# [WORK INSTRUCTION]
Your job is to print the listing exactly.

# [INPUT FOR THIS TASK]
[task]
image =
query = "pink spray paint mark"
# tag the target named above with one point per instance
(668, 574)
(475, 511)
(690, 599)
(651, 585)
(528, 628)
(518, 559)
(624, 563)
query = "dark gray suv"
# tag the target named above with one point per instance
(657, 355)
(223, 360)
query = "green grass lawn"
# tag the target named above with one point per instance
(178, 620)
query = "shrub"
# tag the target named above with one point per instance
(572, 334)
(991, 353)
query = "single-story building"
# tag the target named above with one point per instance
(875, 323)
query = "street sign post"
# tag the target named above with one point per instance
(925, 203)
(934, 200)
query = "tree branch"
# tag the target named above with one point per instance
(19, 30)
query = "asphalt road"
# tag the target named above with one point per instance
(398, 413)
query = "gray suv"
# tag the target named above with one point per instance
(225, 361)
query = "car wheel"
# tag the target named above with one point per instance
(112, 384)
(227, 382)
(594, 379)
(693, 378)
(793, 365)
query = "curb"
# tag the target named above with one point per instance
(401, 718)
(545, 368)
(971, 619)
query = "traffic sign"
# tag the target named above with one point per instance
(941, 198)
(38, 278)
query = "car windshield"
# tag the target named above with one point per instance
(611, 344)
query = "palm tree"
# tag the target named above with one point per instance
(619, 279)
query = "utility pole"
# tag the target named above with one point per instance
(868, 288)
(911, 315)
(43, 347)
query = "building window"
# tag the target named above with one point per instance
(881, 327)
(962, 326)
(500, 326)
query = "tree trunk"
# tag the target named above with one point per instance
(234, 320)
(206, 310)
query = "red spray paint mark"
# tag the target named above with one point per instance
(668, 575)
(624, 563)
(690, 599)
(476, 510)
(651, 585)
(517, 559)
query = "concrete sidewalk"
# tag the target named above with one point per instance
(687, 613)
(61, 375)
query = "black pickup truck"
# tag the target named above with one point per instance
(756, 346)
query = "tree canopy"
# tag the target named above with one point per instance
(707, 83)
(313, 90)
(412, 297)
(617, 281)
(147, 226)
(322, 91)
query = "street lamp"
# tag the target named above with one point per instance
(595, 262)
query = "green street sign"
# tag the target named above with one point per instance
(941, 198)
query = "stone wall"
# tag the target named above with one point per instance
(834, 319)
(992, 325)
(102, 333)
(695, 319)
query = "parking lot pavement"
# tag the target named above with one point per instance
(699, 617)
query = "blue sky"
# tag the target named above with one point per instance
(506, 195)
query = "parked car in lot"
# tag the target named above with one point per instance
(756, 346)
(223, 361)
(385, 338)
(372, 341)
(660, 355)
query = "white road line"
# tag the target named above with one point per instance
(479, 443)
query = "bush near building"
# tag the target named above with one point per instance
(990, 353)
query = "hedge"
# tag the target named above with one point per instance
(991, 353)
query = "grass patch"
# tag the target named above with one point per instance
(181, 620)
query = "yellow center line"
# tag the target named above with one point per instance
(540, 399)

# [EXERCISE RESULT]
[task]
image =
query = "pink spray paint mark"
# tag the target named above with one point per instance
(668, 574)
(475, 511)
(690, 599)
(651, 585)
(528, 628)
(518, 559)
(624, 563)
query = "dark gray suv"
# tag the target named above with one point per instance
(657, 355)
(223, 360)
query = "green grass lawn"
# tag the target named above with one point per instance
(178, 620)
query = "shrub"
# tag the target named above with one point per instance
(572, 334)
(991, 353)
query = "single-story building"
# tag the target named above with one point per instance
(875, 323)
query = "street sign post"
# tag the target named above with one point per instance
(925, 203)
(934, 200)
query = "tree branch"
# tag the target named above with one point per instance
(19, 30)
query = "asphalt road"
# tag the target named above with one point per instance
(398, 413)
query = "gray suv"
# tag the target named above with one point per instance
(225, 361)
query = "car wheel"
# tag the target named above with one point per instance
(112, 384)
(227, 382)
(594, 379)
(693, 378)
(793, 365)
query = "curb"
# tag the target named above with one point per instance
(401, 718)
(545, 368)
(971, 619)
query = "traffic sign"
# tag the target named above with one point per instance
(941, 198)
(38, 278)
query = "car windshield"
# tag the target named above with one point per instance
(611, 344)
query = "palm tree"
# tag the target named above with one point per instance
(619, 279)
query = "utility pole"
# tag the target named above with one point per instance
(868, 288)
(911, 315)
(43, 347)
query = "building window"
# tag the target named above with one point per instance
(881, 327)
(962, 326)
(500, 326)
query = "tree trunk"
# tag the target named above with one point per instance
(234, 320)
(206, 310)
query = "red spray paint mark"
# tag the target named above with one point per instance
(668, 575)
(624, 563)
(690, 599)
(476, 510)
(651, 585)
(517, 559)
query = "concrete sidewalk"
# tag the target named above with one point per instance
(687, 613)
(61, 375)
query = "black pickup truck"
# tag the target named above with one point per instance
(756, 346)
query = "tree canopy"
# tag the target named above with one point per instance
(707, 83)
(313, 90)
(412, 297)
(617, 281)
(147, 226)
(322, 91)
query = "street lamp"
# tag the target named above with one point per instance
(595, 262)
query = "green street sign"
# tag the target named above with one point per instance
(941, 198)
query = "stone wall"
# tag the target named above with one point per instance
(834, 319)
(992, 325)
(102, 333)
(695, 319)
query = "parking lot pavement"
# tag the target named above with one point per instance
(699, 617)
query = "blue sky"
# tag the target named above with one point per instance
(506, 195)
query = "parked car in lot"
# tag the target named above with one point per instance
(756, 346)
(223, 361)
(385, 338)
(372, 341)
(660, 355)
query = "white road line"
# tag the target named above with one point per instance
(479, 443)
query = "bush near building"
# tag the target named above with one point per instance
(990, 353)
query = "hedge"
# tag the target named above with one point per instance
(991, 353)
query = "grass patch"
# tag the target named above with one point per instance
(181, 620)
query = "yellow center line"
# tag the target named above with one point per instance
(540, 399)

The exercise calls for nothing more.